[[ SELECTED TEXT, beginning ]]
21 Sep 2015 20:15 IST

Digital roots to drive growth

Niche focus and expanding digital business have helped the company expand

Investors with a medium to long-term horizon can consider buying the stock of Mindtree. It is down about 15 per cent since April due to the broader market correction.

At ₹1,399, the stock trades at about 17 times its estimated earnings of 2016-17. This is marginally expensive compared with peers such as Cyient, Persistent Systems and Hexaware (trading at about 15-16 times), but seems justified, given Mindtree’s strong June quarter results and good revenue growth visibility from new orders.

In the recent June quarter, Mindtree reported a 4.8 per cent sequential sales growth to $141.3 million, much better than the 0.1 per cent growth in the March quarter. In rupee terms, revenue in the June quarter grew 6.9 per cent to ₹982 crore.

Increase in contribution from digital revenue, healthy growth in BFSI and retail verticals helped. The BFSI segment that contributes to a fourth of revenue recorded a 10.5 per cent growth sequentially.

Among service lines, application maintenance reported 9 per cent growth and IMTS (infrastructure management and tech support) grew 6 per cent.

Peers Cyient, Persistent Systems and KPIT Technologies reported drop in revenues in the June quarter.

The company’s niche focus (BFSI, retail, manufacturing and hospitality largely), proven execution skills and an aggressive ramp-up of the digital business are arguments in favour of the stock.

In the June quarter, the company reported attrition at a reasonable 18.4 per cent, a tad higher than the 18.2 per cent in the previous quarter. But the utilisation rate improved marginally to 71.9 per cent from 71.1 per cent.

Improved revenue visibility

In 2014-15, Mindtree’s revenue grew 16.4 per cent. For 2015-16, the company is confident of beating Nasscom’s estimate of 12-14 per cent growth for the industry. This looks achievable, given the renewed traction in orders for the company. In the June 2015 quarter, Mindtree reported total order wins of $208 million — the strongest in the last several quarters and up from the March quarter’s $164 million.

Of the new orders, projects worth $159 million are scheduled for execution in the current year. The company added one new client to the $50-million-plus category in the June quarter.

Now, with the US economy too showing green shoots, outlook is positive. Mindtree derives over 60 per cent of its revenue from North America. In the June quarter, the company saw its US business record 9 per cent sequential growth (in dollar terms), more than making up for the 3.1 per cent decline in revenue from Europe.

The ADMS (IT application, development and maintenance services) business has also picked up pace and was a major revenue driver in the June quarter. Mindtree has been aggressively expanding its digital presence through acquisitions.

In the June quarter, it acquired Bluefin Solutions and Relational Solutions, both established businesses in the digital space. Bluefin Solutions is a UK company that specialises in SAP HANA and provides analytics on transaction data on real time basis. Relational Solutions is a US-based company that provides analytic solution to CPG (consumer packaged goods) companies. It has about 30 big CPG clients, including two of the global top 10 FMCG companies. Both the acquisitions will add to Mindtree’s earnings and help cross-sell products in the US and the UK markets.

In the June quarter, digital business’ contribution to Mindtree’s revenue increased to 35 per cent, from 32 per cent in the March quarter. The digital business, which includes technologies for social, mobility, analytics and cloud (SMAC), grew 12 per cent sequentially, much faster than the overall 4.8 per cent growth.

Margins may remain weak

Globally, though IT spends are slowing, demand for digital solutions in retail, BFSI and hospitality sectors — Mindtree’s focus areas — are growing. The company’s aggressive moves to grow inorganically and build up its digital capabilities should benefit it in the coming years. But, in the near term, the investments that go into building the platform and the need to keep more employees onsite may add to pressure on margins.

Eventually, as the digital business attains large scale with a higher offshore component, margins should improve. In the June quarter, Mindtree’s operating margin of 17.6 per cent was down 190 basis points from the March quarter.

This was mainly due to higher visa cost as the company had applied for more visas due to a good pipeline of orders.
[[ SELECTED TEXT, end ]]
ASSIGNED TASK 1 —
Summarize the article on Mindtree in two sentences.
ASSIGNED TASK 2 —
List every company the article on Mindtree names as one of its peers.
ASSIGNED TASK 3 —
Reproduce the passage of the article on Mindtree starting with "Niche focus and" and going on through "to ₹982 crore.".
[[ SUPPLIED RECORDS, beginning ]]
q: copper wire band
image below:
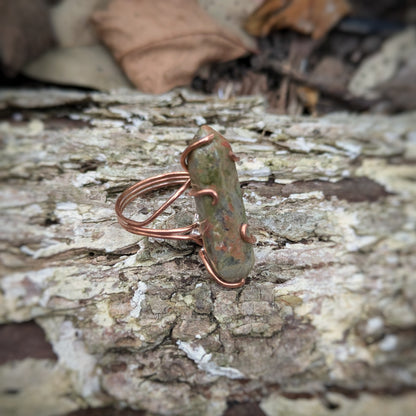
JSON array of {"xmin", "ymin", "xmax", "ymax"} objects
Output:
[
  {"xmin": 115, "ymin": 172, "xmax": 202, "ymax": 245},
  {"xmin": 115, "ymin": 134, "xmax": 250, "ymax": 289}
]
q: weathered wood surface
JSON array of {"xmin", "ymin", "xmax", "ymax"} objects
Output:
[{"xmin": 0, "ymin": 90, "xmax": 416, "ymax": 416}]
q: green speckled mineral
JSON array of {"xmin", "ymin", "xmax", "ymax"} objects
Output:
[{"xmin": 188, "ymin": 126, "xmax": 254, "ymax": 283}]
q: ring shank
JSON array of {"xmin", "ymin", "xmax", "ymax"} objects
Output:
[{"xmin": 115, "ymin": 172, "xmax": 202, "ymax": 245}]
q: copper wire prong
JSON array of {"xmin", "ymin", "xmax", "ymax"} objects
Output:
[
  {"xmin": 189, "ymin": 188, "xmax": 218, "ymax": 205},
  {"xmin": 198, "ymin": 248, "xmax": 246, "ymax": 289},
  {"xmin": 228, "ymin": 150, "xmax": 240, "ymax": 162},
  {"xmin": 240, "ymin": 224, "xmax": 257, "ymax": 244},
  {"xmin": 181, "ymin": 133, "xmax": 215, "ymax": 170}
]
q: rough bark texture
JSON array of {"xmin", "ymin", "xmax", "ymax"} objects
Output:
[[ SUPPLIED RECORDS, end ]]
WRITTEN REPLY 1 —
The article says investors with a medium to long-term horizon can consider buying Mindtree stock. It points to strong June quarter results, $208 million in new order wins and a digital business that grew to 35 percent of revenue, but warns that in the near term, digital investments and the need to keep more employees onsite may pressure margins, which already fell 190 basis points to 17.6 percent in the June quarter.

WRITTEN REPLY 2 —
Cyient, Persistent Systems, Hexaware, KPIT Technologies

WRITTEN REPLY 3 —
Niche focus and expanding digital business have helped the company expand

Investors with a medium to long-term horizon can consider buying the stock of Mindtree. It is down about 15 per cent since April due to the broader market correction.

At ₹1,399, the stock trades at about 17 times its estimated earnings of 2016-17. This is marginally expensive compared with peers such as Cyient, Persistent Systems and Hexaware (trading at about 15-16 times), but seems justified, given Mindtree’s strong June quarter results and good revenue growth visibility from new orders.

In the recent June quarter, Mindtree reported a 4.8 per cent sequential sales growth to $141.3 million, much better than the 0.1 per cent growth in the March quarter. In rupee terms, revenue in the June quarter grew 6.9 per cent to ₹982 crore.